SUPPLIED PASSAGE:
--- begin ---
Lookup in another file and conditionally modify it inline


 
Thread Tools Search this Thread
Top Forums Shell Programming and Scripting Lookup in another file and conditionally modify it inline
# 1  
Old 01-16-2017
Lookup in another file and conditionally modify it inline

Hi,

I have an issue where i need to lookup in a given transaction file and if the same transaction is found in another file, then i need to replace a few columns with some other value.
Finally, the changed and unchanged lines must be printed and stored in the same source file.

for example :
Code:
f1
100
200
300

Code:
f2 (tran number is second field)
1,100,AAA,BBB,X,CCC
5,200,AAA,BBB,Y,CCC
3,400,AAA,BBB,X,CCC

output should be

Code:
1,100_P,AAA,BBB,X,CCC
5,200_T,AAA,BBB,Y,CCC
3,400,AAA,BBB,X,CCC

as you can see, only 1st and 2nd record have the matching tran from f1. hence they are changed, record 3 will remain as is.

I have done the following but its a very direct approach and takes a huge amount of time.
Code:
cp main_input.txt tmp1.txt;
while read tran_num
do 
    awk  'BEGIN{FS=","; OFS=","} { if ( $2=='${tran_num}' && $5 == "X")  {$2=$2"_P";print}  else if ($2=='${tran_num}' && $5 == "Y") {$2=$2"_T"; print} else {print} }' tmp1.txt > tmp2.txt;
    cp tmp2.txt tmp1.txt;
done < lookup_tran_file.txt
mv tmp1.txt file_input_file.txt

the above works but i dont like the fact that the tmp file is created everytime to preserve the previous modification done by awk. In other words, if f1 will contain 10000 records to be checked, the tmp file will get overwritten 10000 times. This solution is also takin 1-2 hrs to finish depending on the input file size.



Moderator's Comments:
Mod Comment Please use CODE tags as required by forum rules!

Last edited by mansoorcfc; 01-16-2017 at 04:31 AM.. Reason: Added CODE tags.
--- end ---
GIVEN EXERCISE A:
Answer these from the forum thread on looking up and modifying a file inline:
(i) In the expected output, what suffix is added to transaction number 200?
(ii) How long does the poster say the current solution takes to finish?
(iii) What does the moderator's comment ask posters to use?
GIVEN EXERCISE B: Reproduce the stretch of the forum thread on looking up and modifying a file inline from "1,100,AAA,BBB,X,CCC" through "remain as is.".

[Point labeling dataset excerpts]
--- begin ---
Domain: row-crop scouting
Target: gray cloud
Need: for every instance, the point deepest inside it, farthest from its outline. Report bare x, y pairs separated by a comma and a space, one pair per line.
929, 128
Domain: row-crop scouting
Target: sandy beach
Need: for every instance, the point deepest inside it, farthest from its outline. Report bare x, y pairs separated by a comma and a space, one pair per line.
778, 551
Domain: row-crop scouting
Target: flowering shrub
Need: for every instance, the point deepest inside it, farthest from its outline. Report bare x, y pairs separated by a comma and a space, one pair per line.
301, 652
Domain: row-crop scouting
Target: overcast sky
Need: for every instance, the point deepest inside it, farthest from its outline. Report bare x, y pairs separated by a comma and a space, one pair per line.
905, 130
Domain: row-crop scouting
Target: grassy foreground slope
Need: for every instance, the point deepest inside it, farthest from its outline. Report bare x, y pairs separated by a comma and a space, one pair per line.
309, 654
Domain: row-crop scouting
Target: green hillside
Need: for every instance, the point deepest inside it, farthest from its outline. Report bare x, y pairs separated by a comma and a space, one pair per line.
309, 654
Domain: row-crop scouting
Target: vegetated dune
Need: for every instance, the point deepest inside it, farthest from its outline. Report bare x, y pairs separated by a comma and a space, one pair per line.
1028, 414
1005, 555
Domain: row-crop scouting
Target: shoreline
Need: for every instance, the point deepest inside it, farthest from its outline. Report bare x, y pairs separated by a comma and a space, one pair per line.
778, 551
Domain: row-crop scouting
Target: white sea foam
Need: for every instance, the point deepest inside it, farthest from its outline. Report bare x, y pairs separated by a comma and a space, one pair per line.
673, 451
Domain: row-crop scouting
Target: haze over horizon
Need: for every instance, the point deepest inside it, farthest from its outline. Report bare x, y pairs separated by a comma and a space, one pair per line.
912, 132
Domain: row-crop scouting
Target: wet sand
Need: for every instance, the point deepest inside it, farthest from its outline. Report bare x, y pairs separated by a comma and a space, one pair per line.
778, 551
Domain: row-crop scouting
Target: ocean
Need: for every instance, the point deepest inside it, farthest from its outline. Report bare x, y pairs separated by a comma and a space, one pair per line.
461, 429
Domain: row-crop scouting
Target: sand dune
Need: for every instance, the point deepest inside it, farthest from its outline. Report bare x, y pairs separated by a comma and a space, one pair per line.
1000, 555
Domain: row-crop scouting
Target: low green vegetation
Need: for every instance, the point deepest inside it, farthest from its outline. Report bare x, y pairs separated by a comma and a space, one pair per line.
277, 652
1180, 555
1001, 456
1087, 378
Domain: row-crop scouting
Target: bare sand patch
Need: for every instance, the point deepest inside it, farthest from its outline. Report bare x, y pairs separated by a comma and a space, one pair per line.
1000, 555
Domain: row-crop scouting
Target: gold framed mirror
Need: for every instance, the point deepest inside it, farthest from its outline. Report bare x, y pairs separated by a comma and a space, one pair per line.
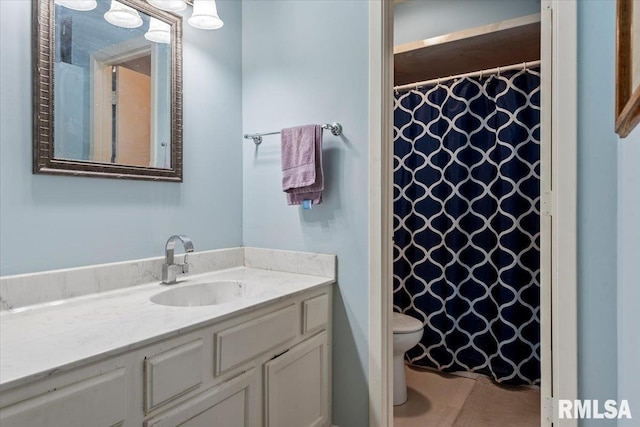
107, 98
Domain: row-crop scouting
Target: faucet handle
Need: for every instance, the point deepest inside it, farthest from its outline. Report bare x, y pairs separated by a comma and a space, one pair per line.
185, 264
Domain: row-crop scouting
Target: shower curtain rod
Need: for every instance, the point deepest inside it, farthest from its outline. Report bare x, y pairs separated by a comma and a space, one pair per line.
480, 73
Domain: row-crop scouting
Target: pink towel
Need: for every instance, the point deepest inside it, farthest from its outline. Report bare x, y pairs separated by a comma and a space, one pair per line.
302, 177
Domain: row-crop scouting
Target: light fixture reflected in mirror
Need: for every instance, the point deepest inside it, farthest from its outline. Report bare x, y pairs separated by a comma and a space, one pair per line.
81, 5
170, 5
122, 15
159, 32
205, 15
--- end ---
--- begin ---
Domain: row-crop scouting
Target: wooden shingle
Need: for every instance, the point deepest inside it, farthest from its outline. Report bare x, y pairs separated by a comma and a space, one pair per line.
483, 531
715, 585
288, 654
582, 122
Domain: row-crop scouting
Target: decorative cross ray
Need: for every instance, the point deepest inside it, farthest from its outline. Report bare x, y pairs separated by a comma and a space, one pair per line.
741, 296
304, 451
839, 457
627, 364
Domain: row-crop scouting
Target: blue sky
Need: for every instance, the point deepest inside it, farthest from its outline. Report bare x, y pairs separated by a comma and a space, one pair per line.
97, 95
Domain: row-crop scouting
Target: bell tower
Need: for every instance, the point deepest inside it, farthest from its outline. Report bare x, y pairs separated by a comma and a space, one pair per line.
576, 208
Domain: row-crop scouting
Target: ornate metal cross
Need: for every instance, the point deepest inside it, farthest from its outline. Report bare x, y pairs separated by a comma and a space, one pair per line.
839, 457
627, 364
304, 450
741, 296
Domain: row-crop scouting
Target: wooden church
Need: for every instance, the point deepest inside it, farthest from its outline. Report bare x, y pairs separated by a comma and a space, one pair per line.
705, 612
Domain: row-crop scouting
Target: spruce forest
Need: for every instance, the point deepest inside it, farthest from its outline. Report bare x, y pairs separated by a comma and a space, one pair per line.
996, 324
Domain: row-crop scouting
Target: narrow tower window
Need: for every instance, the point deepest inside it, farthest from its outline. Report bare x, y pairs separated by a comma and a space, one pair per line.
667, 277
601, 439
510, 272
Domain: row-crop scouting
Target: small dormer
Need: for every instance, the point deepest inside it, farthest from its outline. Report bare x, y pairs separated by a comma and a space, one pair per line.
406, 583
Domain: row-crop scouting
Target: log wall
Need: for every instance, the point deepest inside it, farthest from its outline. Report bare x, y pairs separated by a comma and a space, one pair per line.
--- end ---
--- begin ---
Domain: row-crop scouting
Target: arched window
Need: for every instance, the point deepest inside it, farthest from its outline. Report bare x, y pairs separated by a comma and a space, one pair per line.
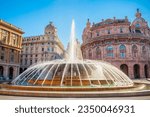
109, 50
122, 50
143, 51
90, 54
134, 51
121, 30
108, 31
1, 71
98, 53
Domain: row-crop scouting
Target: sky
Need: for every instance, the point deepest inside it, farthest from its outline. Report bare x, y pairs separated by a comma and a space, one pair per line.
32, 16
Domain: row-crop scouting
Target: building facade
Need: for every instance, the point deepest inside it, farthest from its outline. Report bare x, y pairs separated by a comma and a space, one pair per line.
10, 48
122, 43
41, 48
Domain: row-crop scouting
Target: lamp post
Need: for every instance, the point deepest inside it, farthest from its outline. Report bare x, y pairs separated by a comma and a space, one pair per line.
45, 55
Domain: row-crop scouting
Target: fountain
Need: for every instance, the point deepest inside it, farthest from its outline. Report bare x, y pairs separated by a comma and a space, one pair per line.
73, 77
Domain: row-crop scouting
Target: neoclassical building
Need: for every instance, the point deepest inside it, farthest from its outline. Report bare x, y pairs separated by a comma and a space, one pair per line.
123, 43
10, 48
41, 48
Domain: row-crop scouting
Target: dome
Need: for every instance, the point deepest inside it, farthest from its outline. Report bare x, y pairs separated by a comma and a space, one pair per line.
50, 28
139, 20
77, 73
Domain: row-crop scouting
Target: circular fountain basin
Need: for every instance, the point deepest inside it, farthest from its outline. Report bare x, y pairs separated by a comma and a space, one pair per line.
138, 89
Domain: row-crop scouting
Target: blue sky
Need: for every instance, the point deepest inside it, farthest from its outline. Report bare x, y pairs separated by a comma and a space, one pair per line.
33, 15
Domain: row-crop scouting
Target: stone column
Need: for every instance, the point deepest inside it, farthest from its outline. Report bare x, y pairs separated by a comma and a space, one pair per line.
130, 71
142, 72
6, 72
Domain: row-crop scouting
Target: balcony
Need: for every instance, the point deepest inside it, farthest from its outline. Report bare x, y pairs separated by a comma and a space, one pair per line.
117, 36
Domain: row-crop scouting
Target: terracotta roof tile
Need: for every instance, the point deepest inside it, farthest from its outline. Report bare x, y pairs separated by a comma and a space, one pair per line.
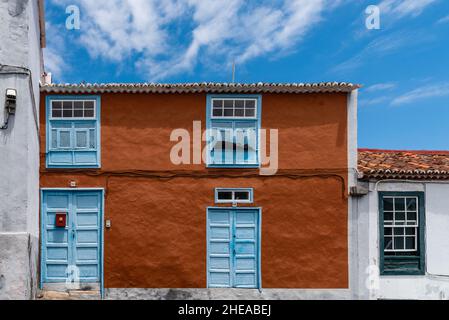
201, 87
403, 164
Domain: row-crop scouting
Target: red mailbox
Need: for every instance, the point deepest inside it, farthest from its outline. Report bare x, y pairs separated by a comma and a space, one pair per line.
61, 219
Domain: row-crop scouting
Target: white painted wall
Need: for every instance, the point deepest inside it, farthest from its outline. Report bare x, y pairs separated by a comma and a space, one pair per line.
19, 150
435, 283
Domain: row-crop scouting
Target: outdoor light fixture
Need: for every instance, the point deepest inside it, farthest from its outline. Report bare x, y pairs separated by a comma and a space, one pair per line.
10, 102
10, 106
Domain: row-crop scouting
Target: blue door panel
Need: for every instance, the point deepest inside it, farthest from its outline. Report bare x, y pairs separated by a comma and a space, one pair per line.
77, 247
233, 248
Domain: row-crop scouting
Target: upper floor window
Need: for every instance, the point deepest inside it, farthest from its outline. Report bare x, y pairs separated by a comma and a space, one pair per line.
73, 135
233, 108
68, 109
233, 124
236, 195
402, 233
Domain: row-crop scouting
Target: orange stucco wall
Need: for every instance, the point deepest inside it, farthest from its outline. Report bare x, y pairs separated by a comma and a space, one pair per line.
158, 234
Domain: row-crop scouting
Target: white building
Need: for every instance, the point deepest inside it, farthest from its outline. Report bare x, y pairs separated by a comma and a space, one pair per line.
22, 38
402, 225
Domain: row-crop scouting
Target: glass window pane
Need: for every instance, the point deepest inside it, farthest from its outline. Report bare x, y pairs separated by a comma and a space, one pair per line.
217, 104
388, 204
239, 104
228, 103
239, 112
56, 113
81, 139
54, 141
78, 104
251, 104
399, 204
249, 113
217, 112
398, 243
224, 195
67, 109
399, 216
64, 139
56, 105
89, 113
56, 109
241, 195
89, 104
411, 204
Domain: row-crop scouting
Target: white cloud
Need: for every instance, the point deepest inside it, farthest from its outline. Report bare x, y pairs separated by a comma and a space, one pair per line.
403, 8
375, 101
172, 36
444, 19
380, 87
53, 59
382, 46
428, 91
--- end ---
FINAL RESULT A:
(i) _T
(ii) 1-2 hrs, depending on the input file size
(iii) CODE tags, as required by forum rules

FINAL RESULT B:
1,100,AAA,BBB,X,CCC
5,200,AAA,BBB,Y,CCC
3,400,AAA,BBB,X,CCC

output should be

Code:
1,100_P,AAA,BBB,X,CCC
5,200_T,AAA,BBB,Y,CCC
3,400,AAA,BBB,X,CCC

as you can see, only 1st and 2nd record have the matching tran from f1. hence they are changed, record 3 will remain as is.